All entries must be repeated exactly. No picture should appear in the result.
§ §
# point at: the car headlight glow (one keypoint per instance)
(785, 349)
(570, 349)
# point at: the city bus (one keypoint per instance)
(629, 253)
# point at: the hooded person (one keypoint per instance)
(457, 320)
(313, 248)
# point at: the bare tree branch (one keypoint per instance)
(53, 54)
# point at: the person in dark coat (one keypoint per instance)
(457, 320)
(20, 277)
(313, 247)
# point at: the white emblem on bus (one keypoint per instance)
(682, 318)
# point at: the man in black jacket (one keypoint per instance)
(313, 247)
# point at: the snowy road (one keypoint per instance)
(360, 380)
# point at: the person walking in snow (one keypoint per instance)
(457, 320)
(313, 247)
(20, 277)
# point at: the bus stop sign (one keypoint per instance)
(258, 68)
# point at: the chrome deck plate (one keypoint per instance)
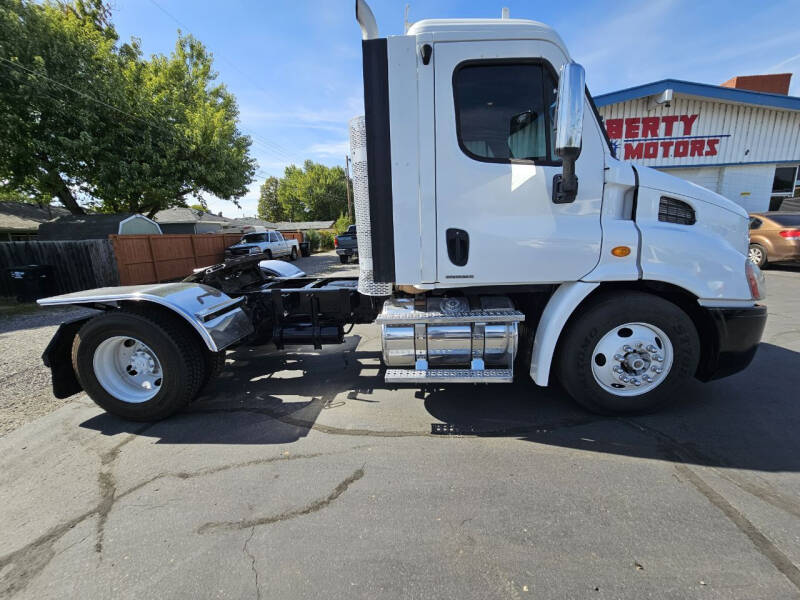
(449, 376)
(504, 315)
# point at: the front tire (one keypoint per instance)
(757, 254)
(137, 368)
(627, 354)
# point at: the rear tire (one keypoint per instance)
(757, 255)
(114, 354)
(627, 354)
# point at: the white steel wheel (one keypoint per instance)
(632, 359)
(627, 352)
(127, 369)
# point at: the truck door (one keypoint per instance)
(496, 220)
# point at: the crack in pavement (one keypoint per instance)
(315, 506)
(679, 453)
(27, 562)
(252, 562)
(288, 419)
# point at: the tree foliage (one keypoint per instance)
(314, 192)
(82, 115)
(269, 207)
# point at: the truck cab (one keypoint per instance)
(498, 237)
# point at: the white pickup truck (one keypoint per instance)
(268, 242)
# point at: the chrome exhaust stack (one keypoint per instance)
(365, 18)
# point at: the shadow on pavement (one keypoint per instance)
(748, 421)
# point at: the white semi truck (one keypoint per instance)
(497, 233)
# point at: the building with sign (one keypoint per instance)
(740, 139)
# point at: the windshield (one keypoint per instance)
(254, 238)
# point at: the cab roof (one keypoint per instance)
(462, 30)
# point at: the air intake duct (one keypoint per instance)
(358, 153)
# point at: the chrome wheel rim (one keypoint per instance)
(755, 255)
(127, 369)
(632, 359)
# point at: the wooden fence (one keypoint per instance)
(77, 265)
(152, 258)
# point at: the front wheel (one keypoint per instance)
(628, 354)
(137, 368)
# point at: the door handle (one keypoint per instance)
(457, 246)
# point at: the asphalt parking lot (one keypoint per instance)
(301, 475)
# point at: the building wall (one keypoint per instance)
(730, 133)
(708, 177)
(748, 185)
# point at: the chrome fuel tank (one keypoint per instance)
(448, 333)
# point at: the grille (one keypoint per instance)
(671, 210)
(358, 152)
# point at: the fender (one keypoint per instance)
(555, 315)
(215, 316)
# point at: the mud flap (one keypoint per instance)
(58, 357)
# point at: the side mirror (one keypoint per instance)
(569, 129)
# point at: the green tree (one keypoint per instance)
(313, 193)
(80, 113)
(269, 206)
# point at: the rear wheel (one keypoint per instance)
(628, 354)
(757, 255)
(137, 368)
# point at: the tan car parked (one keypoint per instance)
(774, 237)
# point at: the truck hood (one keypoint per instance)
(669, 184)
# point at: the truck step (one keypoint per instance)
(500, 315)
(449, 376)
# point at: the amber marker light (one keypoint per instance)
(620, 251)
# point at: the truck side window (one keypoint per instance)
(503, 110)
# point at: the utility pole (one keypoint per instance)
(347, 185)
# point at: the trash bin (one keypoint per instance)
(31, 282)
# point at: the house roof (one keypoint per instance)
(252, 221)
(181, 214)
(303, 225)
(83, 227)
(19, 216)
(702, 90)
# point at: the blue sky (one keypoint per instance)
(295, 66)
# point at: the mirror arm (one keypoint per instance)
(565, 184)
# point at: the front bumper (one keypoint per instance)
(733, 341)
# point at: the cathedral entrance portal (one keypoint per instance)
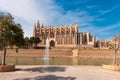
(52, 43)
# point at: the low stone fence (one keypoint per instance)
(107, 53)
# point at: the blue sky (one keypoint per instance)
(100, 17)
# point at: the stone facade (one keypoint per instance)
(102, 44)
(63, 35)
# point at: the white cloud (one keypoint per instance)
(26, 12)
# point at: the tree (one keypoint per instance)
(10, 33)
(115, 44)
(34, 41)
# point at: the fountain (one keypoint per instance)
(47, 56)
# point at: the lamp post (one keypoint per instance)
(4, 50)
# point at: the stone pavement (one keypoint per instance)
(40, 72)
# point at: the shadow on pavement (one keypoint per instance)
(48, 77)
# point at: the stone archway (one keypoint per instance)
(52, 43)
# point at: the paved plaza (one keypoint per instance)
(60, 73)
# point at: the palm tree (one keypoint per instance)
(115, 45)
(10, 33)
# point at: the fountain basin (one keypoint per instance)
(112, 67)
(8, 67)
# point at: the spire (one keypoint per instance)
(38, 24)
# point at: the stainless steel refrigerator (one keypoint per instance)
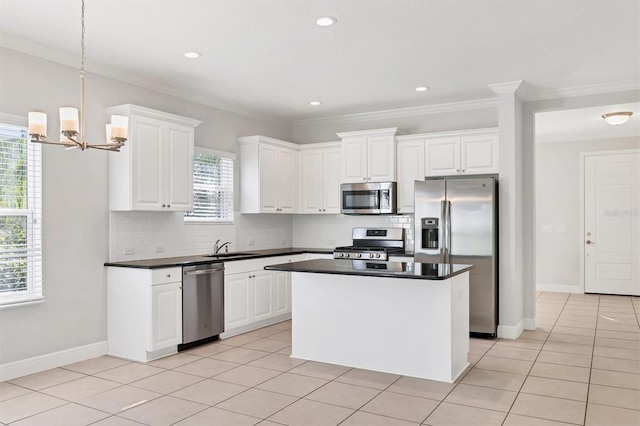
(456, 221)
§ §
▶ [SOLUTION]
# point at: the car headlight glow (one keypoint per instance)
(785, 349)
(570, 349)
# point at: the city bus (one keypoint per instance)
(629, 253)
# point at: the hooded person (one keypoint per instance)
(457, 320)
(313, 248)
# point at: the bare tree branch (one keypoint per instance)
(53, 54)
# point at: the person in dark coat (one keypoint per instance)
(457, 320)
(20, 277)
(313, 247)
# point at: the white emblem on bus (one keypoint per instance)
(682, 318)
# point at: the man in black jacket (one keypoint per instance)
(313, 247)
# point at: the snowy road (one keypoint per instance)
(360, 380)
# point at: the person walking in snow (one keypoint per instance)
(457, 320)
(313, 247)
(20, 277)
# point at: the bus stop sign (one keypoint per instance)
(258, 68)
# point at: the chrome deck plate (one keypoint per instance)
(449, 376)
(504, 315)
# point at: the front tire (one keypoint per instance)
(757, 254)
(137, 368)
(627, 354)
# point at: the rear tire (one keypoint per instance)
(757, 255)
(114, 354)
(627, 354)
# point at: the white steel wheel (one keypoint per instance)
(632, 359)
(627, 352)
(127, 369)
# point at: the truck door (one keypoint per instance)
(496, 220)
# point at: the crack in pavement (one keypoint per instance)
(315, 506)
(679, 453)
(27, 562)
(252, 562)
(288, 419)
# point at: the tree foliage (one keypoint per instance)
(314, 192)
(82, 115)
(269, 207)
# point at: the truck cab (one keypoint per instance)
(498, 237)
# point at: the white pickup truck (one keypoint per instance)
(268, 242)
# point at: the chrome exhaust stack (one keypoint per instance)
(365, 18)
# point at: the shadow on pavement (one keypoint per instance)
(748, 421)
# point at: the white semi truck (one keypoint per instance)
(497, 233)
# point at: the building with sign (one keypoint per instance)
(740, 139)
# point at: the windshield (one keypoint per instance)
(254, 238)
# point at: the cab roof (one keypoint per instance)
(462, 30)
# point at: the air intake duct (one keypoint per instance)
(358, 153)
# point at: the chrome wheel rim (one keypoint per instance)
(755, 255)
(127, 369)
(632, 359)
# point at: the wooden fence (one keypoint per instance)
(77, 265)
(152, 258)
# point at: the front wheel (one keypoint per instance)
(628, 354)
(137, 368)
# point at: the door handle (one keypoint per instance)
(457, 246)
# point at: the asphalt parking lot (one keypoint per instance)
(301, 475)
# point at: the building wall (one keypoint per instance)
(730, 133)
(708, 177)
(748, 185)
# point at: the chrome fuel tank (one keypoint per instance)
(448, 333)
# point at: the grille (one keypoint per instance)
(671, 210)
(358, 152)
# point at: the fender (one keypoint per instance)
(555, 315)
(215, 316)
# point at: the mud flap (one keypoint per instance)
(58, 357)
# point at: the side mirror (one keypoint per instance)
(569, 129)
# point at: the green tree (one keypoint per instance)
(313, 193)
(80, 113)
(269, 206)
# point at: the rear wheel (one keypoint per instance)
(628, 354)
(757, 255)
(137, 368)
# point at: the tan car parked (one keypoint per instance)
(774, 237)
# point at: the truck hood (one keypoint per instance)
(669, 184)
# point at: the truck step (one keypoint per instance)
(500, 315)
(449, 376)
# point at: the amber marker light (one keypoint per instance)
(620, 251)
# point at: the truck side window (one keypoint per instance)
(503, 110)
# point at: the utility pole (one keypoint per instance)
(347, 185)
# point at: the trash bin (one keypoint per instance)
(31, 282)
# point at: the house roof (one keypoint per instance)
(252, 221)
(181, 214)
(303, 225)
(83, 227)
(19, 216)
(702, 90)
# point at: the blue sky (one keypoint per instance)
(295, 66)
# point at: the mirror arm (one keypoint per instance)
(565, 184)
# point at: the front bumper (one keypoint per instance)
(733, 341)
# point at: the cathedral entrance portal (one keypoint per instance)
(52, 43)
# point at: the low stone fence (one keypoint per instance)
(107, 53)
# point at: the blue sky (one keypoint per instance)
(100, 17)
# point at: the stone facade (one keypoint per instance)
(102, 44)
(63, 35)
# point at: the white cloud (one keypoint per instance)
(26, 12)
# point at: the tree (one keypoint per instance)
(10, 33)
(115, 44)
(34, 41)
# point at: the fountain (one keypoint per instance)
(47, 56)
# point at: the lamp post (one keypoint per instance)
(4, 50)
# point at: the stone pavement (one keypoint per instance)
(40, 72)
# point at: the shadow on pavement (one keypoint per instance)
(48, 77)
# point at: the stone archway (one keypoint per instance)
(52, 43)
# point at: the paved plaza (one keypoint per instance)
(60, 73)
# point at: the palm tree (one keypoint per instance)
(115, 45)
(10, 33)
# point at: the fountain basin (one keypoint per instance)
(112, 67)
(8, 67)
# point at: the spire (one keypoint per instance)
(38, 24)
# point at: the stainless steel refrigerator (one keypoint per instance)
(456, 221)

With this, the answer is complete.